Kami berhenti di sebuah statsiun kereta api. Ternyata statsiun itu adalah sebuah museum kereta api gitu dan baru diresmikan pada tanggal 17 Desember 2005 oleh Bapak Jusuf Kalla yang waktu itu masih menjabat sebagai Wakil Presiden Indonesia. Katanya, museum ini adalah yang pertama di Sumatera dan yang kedua di Indonesia setelah museum kereta api di Ambarawa, Semarang ibukota Jawa Tengah.
di depan museum kereta api sawahlunto
Jalur kereta api di Sawahlunto bisa tembus sampai ke Kota Padang. Pembangunan jalur kereta dari Padang menuju Sawahlunto dimulai pada masa nenek moyang gue pertama kali dapet PMS yaitu tanggal 6 Juli 1889. Dibangunnya jalur kereta ini bertujuan untuk memperlancar transportasi angkutan batubara dari Sawahlunto ke Pelabuhan Emmahaven yang sekarang dikenal dengan sebutan Teluk Bayur, Padang. Akibat menurunnya produksi batu bara sejak tahun 2000-an, aktivitas pengangkutan batu bara dengan kereta api berhenti total. Tapi di tahun 2005 sudah dihidupkan kembali sebagai museum kereta api.

Di dalam museum, kita bisa menonton sebuah film tentang sejarah pembangunan stasiun Sawahlunto. Ada juga foto-foto lama tentang stasiun di Sumbar. Tapi sayang museumnya udah tutup, jadi gue gak bisa liat-liat ke dalam. Huaa, rugi udah jauh-jauh cuma bisa lihat dari luar doang, padahal gue pengen nonton film Harry Porter di dalem (eh maaf ini bukan XXI). Kata petugasnya, museum ini buka setiap hari kecuali hari Senin (Buka jam 07.30-16.00) dengan tiket masuk 3000 untuk umum dan 2000 untuk anak-anak dan pelajar.

- **Data yang Ada**:
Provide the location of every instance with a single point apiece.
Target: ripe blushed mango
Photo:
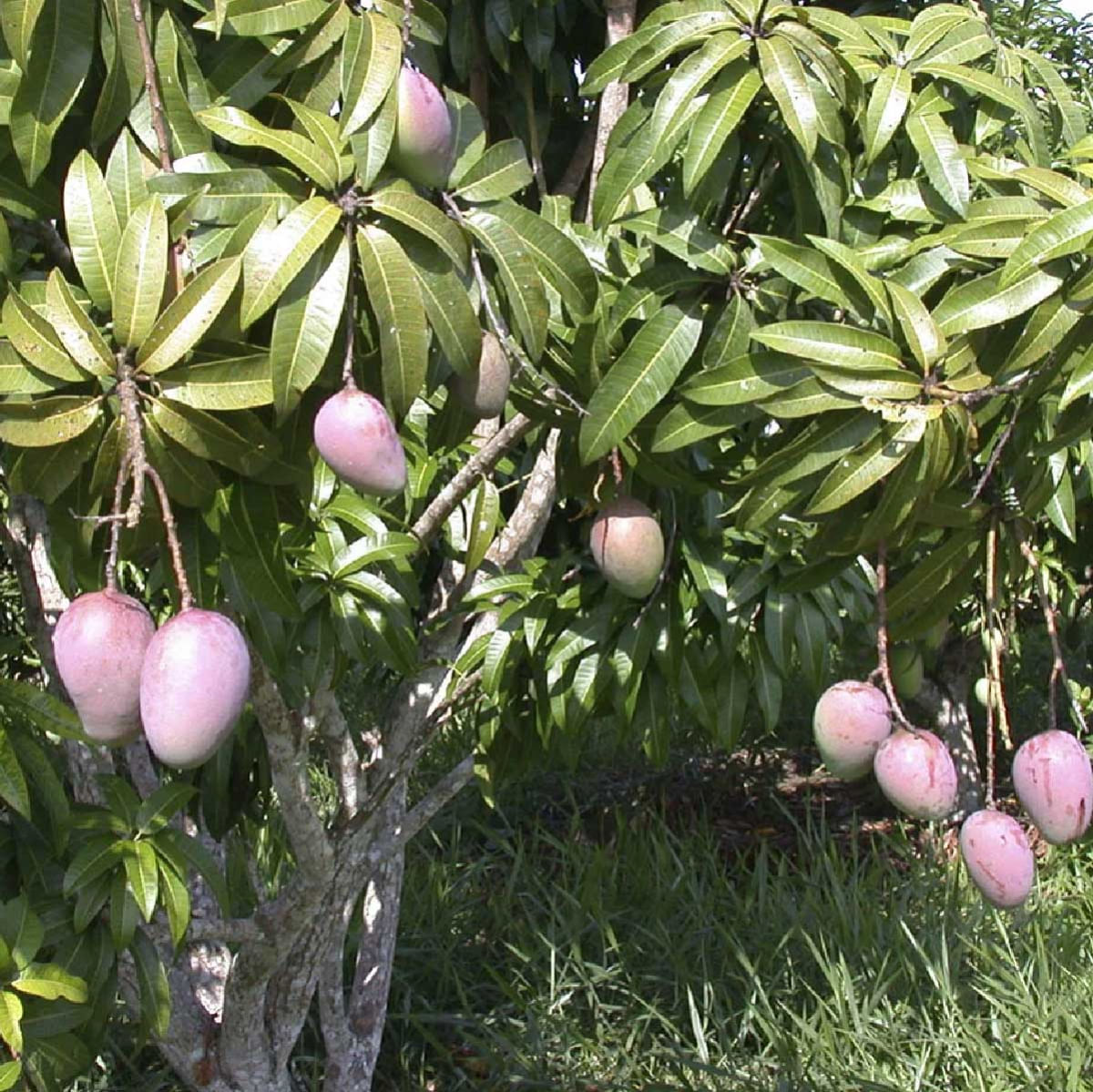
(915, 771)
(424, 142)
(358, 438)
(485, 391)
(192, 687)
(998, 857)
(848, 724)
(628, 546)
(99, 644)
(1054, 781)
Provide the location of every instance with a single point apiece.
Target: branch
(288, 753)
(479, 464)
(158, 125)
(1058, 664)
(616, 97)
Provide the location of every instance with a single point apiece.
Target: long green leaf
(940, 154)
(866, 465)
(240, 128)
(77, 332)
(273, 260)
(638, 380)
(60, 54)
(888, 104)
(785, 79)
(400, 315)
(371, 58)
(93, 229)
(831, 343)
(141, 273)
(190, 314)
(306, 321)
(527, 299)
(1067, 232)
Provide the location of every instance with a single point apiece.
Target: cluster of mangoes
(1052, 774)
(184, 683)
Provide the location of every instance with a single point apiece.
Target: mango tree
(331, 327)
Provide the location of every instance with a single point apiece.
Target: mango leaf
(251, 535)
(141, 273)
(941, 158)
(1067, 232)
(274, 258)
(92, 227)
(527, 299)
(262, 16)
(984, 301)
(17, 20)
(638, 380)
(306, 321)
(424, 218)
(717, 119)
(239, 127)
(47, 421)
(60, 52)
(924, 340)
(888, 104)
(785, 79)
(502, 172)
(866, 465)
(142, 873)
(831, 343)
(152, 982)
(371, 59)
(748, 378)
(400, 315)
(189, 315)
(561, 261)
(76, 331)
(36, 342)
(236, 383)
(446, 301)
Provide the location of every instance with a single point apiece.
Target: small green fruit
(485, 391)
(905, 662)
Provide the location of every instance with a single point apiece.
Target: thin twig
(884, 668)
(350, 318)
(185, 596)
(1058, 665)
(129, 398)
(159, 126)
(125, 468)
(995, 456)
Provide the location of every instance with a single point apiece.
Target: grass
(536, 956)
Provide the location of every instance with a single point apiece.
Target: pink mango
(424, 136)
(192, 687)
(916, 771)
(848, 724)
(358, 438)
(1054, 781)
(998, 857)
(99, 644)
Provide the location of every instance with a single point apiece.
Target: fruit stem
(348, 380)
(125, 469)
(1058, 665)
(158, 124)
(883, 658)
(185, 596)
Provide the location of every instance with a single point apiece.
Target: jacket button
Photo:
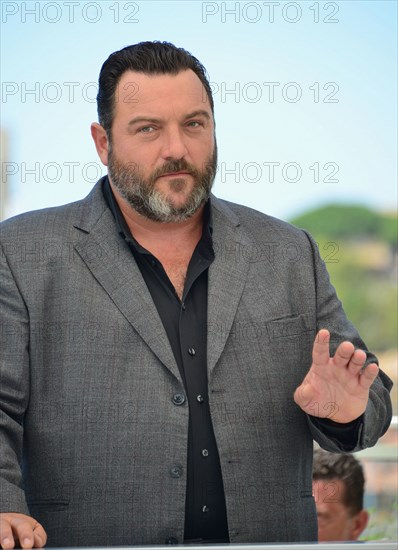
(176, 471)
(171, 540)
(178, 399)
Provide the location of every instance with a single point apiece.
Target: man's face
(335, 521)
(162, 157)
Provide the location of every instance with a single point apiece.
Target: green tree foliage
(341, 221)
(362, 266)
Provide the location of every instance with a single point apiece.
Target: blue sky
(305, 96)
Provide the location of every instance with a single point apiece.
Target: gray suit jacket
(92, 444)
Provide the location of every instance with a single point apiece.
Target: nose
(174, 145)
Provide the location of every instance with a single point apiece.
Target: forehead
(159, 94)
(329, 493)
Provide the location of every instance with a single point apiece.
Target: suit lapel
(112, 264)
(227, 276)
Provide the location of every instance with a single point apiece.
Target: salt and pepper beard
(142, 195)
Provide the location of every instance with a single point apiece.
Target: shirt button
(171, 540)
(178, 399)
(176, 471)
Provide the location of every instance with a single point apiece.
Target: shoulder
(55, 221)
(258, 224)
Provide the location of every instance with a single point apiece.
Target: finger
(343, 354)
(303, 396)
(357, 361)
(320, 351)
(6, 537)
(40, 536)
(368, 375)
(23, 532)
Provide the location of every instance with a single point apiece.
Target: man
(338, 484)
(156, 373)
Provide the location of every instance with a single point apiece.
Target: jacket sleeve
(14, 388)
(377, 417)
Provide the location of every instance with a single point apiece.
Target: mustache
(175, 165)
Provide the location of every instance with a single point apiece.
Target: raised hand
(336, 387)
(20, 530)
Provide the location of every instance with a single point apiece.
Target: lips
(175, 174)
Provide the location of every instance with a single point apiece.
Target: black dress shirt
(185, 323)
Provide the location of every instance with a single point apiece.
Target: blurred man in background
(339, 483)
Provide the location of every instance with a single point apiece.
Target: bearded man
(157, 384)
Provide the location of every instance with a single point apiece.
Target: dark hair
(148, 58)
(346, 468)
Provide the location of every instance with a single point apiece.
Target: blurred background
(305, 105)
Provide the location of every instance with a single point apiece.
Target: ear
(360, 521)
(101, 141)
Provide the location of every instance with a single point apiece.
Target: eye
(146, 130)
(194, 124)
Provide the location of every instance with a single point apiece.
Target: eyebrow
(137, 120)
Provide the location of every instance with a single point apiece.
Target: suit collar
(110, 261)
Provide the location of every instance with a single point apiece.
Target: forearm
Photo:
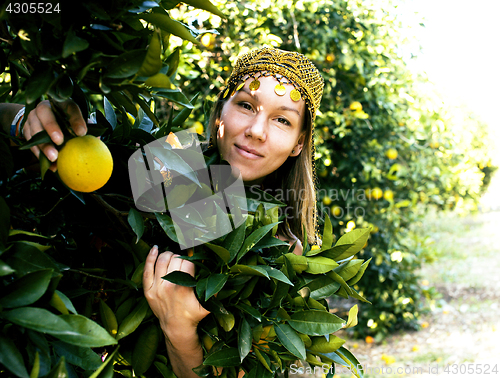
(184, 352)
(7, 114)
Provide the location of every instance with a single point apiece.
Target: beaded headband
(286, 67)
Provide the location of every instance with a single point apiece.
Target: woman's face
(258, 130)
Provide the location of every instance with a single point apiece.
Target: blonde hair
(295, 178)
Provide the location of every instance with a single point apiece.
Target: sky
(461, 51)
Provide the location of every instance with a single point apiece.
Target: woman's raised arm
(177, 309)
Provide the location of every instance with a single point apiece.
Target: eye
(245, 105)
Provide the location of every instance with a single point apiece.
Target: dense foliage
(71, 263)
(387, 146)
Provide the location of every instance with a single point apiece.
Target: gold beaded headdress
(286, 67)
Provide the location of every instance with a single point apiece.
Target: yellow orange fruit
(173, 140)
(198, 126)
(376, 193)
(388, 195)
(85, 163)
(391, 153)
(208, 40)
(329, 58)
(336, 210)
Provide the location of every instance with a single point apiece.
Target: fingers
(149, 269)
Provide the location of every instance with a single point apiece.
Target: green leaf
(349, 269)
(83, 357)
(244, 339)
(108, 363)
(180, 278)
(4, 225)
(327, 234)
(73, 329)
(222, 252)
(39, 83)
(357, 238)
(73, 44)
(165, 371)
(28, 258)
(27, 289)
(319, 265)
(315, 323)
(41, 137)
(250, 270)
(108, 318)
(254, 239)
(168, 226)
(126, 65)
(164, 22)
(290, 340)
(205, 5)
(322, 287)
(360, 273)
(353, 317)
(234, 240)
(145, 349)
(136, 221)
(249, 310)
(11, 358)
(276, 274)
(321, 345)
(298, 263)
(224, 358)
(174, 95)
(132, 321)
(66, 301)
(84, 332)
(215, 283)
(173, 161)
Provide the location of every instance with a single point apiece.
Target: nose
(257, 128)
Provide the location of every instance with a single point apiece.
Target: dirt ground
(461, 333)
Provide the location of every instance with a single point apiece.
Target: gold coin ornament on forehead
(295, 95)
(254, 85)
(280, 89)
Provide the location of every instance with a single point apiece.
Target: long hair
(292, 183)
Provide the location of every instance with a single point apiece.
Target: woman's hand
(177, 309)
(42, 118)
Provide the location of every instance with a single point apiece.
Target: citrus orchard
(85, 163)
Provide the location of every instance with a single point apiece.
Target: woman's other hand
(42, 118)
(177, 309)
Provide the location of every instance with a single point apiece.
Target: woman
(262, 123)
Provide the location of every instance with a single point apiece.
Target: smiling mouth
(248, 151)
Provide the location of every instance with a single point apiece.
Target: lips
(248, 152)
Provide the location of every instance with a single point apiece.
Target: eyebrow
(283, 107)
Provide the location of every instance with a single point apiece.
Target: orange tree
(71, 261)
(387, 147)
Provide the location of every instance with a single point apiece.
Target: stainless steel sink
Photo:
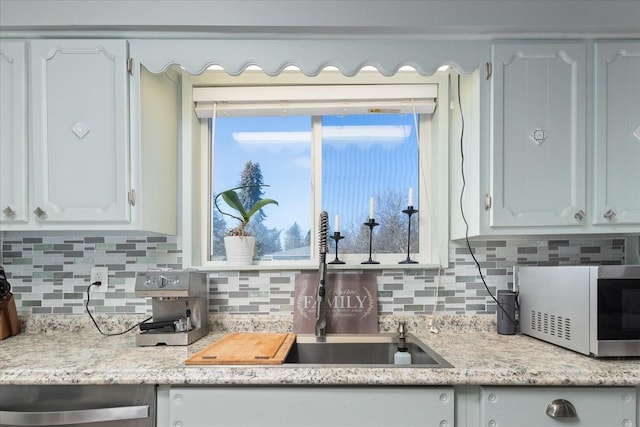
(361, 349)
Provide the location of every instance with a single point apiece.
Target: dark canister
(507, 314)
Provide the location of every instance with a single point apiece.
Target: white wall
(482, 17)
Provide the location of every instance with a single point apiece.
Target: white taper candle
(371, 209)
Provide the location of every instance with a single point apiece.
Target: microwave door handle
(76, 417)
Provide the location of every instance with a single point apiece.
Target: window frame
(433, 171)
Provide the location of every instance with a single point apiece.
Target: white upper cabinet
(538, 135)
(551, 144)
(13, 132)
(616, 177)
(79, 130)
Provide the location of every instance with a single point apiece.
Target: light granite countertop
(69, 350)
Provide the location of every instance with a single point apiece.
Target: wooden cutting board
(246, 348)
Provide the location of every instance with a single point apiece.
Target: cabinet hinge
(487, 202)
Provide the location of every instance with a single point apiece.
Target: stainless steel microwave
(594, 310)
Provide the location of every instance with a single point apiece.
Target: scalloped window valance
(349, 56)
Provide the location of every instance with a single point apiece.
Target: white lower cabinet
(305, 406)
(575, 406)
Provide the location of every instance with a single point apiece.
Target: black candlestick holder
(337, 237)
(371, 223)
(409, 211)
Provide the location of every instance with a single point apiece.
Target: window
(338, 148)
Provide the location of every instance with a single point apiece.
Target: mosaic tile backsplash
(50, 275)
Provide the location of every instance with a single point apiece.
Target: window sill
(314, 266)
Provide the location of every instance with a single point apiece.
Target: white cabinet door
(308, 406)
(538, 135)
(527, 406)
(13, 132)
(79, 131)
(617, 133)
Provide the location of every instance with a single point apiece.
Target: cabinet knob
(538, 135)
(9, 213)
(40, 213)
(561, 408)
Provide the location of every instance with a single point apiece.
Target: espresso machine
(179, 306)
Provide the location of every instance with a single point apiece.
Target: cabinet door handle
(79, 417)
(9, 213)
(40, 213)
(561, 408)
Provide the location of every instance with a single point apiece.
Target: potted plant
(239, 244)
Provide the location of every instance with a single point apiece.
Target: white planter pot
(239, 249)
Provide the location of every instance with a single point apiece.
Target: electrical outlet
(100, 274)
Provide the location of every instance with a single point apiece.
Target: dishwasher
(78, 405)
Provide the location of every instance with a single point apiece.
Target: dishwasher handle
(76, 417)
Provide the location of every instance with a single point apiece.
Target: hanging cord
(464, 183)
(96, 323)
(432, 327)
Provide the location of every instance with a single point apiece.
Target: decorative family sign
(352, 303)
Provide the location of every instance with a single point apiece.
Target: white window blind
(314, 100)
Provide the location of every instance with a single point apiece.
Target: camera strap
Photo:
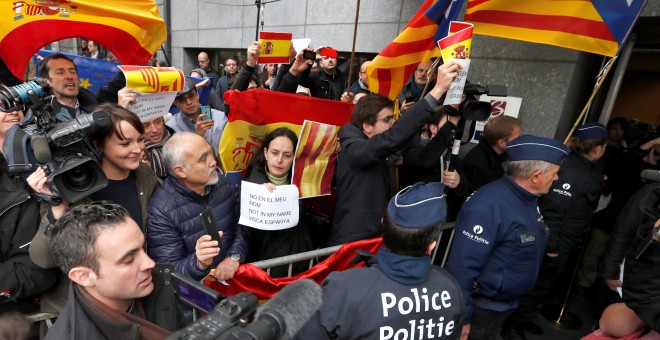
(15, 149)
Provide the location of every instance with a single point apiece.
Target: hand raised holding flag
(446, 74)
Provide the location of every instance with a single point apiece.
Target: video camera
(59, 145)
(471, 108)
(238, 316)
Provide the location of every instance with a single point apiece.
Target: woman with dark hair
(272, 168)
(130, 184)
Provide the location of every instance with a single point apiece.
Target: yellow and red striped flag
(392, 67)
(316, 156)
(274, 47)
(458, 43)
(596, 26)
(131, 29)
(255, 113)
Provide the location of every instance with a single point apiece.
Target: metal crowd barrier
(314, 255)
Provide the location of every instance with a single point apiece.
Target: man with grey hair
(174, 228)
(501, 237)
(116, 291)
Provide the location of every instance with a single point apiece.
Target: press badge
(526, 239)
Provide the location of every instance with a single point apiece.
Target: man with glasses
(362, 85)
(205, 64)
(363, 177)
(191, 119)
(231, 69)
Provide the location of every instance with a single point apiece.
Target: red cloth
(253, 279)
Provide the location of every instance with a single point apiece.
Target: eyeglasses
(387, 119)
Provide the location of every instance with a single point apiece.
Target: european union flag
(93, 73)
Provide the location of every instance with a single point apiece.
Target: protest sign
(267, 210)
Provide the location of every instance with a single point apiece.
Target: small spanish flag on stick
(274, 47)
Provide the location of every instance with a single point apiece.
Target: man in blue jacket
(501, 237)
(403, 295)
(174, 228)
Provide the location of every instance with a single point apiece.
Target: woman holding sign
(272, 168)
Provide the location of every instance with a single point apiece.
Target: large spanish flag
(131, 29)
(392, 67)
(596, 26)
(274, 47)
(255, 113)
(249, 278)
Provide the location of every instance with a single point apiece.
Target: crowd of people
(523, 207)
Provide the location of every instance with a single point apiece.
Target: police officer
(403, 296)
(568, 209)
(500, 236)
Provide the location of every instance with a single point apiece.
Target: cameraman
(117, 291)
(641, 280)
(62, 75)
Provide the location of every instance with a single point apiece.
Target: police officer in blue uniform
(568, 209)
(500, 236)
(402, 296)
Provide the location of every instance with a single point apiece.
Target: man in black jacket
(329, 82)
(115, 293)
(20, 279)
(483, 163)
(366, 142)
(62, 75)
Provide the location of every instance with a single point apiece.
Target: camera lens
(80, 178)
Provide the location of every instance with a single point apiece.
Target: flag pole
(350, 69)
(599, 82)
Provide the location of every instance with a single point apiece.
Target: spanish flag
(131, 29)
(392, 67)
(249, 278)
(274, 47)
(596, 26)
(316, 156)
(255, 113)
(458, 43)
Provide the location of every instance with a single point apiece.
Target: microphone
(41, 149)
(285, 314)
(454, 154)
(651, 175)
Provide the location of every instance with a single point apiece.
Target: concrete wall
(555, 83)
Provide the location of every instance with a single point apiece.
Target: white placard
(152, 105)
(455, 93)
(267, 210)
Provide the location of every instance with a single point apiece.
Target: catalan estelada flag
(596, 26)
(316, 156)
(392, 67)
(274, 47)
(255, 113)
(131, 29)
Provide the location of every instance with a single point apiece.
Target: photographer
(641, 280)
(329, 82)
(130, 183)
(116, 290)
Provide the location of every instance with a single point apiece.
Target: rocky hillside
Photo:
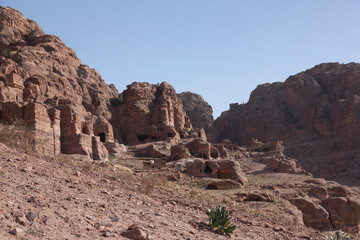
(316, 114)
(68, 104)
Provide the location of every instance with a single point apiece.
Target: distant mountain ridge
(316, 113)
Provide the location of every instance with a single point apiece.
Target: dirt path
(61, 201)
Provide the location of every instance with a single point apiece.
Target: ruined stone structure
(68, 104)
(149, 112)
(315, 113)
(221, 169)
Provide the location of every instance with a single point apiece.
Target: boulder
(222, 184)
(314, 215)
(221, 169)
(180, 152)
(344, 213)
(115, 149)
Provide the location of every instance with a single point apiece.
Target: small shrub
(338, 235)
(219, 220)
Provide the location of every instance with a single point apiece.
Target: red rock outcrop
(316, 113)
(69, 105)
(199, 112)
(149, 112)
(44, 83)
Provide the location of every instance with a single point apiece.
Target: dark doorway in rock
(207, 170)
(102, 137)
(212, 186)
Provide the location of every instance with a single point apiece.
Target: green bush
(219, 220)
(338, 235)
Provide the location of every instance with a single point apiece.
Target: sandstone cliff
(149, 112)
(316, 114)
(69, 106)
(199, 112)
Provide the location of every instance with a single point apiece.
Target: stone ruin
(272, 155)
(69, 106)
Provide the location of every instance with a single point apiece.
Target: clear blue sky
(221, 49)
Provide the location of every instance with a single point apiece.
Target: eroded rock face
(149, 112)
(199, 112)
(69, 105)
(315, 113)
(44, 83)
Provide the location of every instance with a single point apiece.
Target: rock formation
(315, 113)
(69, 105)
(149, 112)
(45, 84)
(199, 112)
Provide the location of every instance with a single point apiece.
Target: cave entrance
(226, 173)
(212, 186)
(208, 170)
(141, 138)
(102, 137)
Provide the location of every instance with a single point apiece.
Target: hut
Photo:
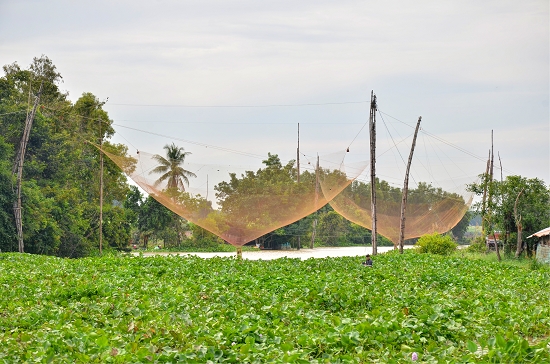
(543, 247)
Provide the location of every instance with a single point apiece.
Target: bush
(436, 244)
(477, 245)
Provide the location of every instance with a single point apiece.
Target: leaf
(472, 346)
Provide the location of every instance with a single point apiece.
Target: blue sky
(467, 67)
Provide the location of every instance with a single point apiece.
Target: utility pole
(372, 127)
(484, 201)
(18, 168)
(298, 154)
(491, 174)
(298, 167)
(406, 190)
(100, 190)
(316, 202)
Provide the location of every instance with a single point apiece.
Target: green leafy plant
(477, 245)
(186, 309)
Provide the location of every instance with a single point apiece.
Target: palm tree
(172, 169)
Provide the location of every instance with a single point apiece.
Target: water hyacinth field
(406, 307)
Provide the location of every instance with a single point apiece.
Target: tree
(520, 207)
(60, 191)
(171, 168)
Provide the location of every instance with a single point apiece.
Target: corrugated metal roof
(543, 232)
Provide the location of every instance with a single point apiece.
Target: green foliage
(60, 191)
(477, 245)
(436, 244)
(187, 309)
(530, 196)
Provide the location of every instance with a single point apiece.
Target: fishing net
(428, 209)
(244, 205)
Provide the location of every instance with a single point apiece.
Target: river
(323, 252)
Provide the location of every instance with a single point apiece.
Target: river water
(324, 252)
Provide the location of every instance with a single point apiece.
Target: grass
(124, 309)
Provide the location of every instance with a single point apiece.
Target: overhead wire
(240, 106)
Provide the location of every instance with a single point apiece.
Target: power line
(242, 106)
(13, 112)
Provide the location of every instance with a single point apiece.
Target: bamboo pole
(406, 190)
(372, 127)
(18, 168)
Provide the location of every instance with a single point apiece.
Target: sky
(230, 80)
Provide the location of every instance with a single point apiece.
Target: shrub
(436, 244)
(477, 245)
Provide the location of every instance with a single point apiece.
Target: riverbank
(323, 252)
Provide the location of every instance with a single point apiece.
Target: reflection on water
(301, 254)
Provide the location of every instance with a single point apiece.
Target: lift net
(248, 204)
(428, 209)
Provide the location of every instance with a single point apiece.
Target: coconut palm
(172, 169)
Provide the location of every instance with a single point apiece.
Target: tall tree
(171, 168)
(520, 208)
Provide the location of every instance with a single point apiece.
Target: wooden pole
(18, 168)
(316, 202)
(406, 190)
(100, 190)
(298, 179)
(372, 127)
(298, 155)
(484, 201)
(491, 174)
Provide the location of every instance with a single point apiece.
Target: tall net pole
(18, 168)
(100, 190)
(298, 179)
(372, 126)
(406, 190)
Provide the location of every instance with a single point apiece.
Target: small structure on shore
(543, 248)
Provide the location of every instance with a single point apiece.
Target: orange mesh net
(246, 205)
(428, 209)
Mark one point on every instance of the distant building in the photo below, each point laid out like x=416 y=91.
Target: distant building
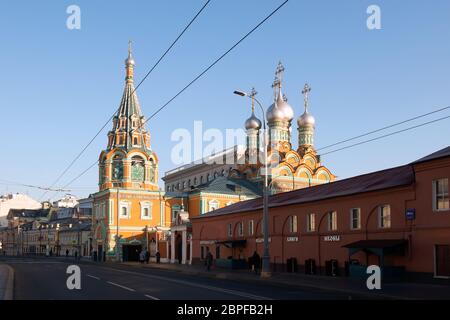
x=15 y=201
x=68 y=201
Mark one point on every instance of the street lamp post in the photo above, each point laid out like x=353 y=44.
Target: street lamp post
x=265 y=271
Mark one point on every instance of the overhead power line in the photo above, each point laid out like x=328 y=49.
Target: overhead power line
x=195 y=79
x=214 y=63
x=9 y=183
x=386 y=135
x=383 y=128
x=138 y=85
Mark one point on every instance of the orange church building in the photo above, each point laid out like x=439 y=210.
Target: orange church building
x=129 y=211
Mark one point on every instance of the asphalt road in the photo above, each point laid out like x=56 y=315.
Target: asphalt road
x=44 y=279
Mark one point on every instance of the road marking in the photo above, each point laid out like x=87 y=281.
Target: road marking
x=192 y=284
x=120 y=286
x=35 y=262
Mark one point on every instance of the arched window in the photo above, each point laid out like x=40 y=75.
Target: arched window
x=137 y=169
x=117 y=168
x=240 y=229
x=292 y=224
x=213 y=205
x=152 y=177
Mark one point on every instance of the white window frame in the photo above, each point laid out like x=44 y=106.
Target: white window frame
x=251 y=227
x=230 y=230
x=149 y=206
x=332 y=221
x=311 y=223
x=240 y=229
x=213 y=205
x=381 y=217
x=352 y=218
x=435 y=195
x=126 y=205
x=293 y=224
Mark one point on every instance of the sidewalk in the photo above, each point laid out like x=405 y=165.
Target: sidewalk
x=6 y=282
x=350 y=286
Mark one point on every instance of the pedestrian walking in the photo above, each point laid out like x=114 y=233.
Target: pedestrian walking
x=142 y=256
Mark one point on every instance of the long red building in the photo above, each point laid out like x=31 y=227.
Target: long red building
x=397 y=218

- **Tugas Kamu**: Ubah kalimat dari kutipan tentang museum kereta api Sawahlunto ini ke bahasa Inggris: "Akibat menurunnya produksi batu bara sejak tahun 2000-an, aktivitas pengangkutan batu bara dengan kereta api berhenti total."

- **Jawabannya**: Due to the decline in coal production since the 2000s, coal transport by train came to a complete stop.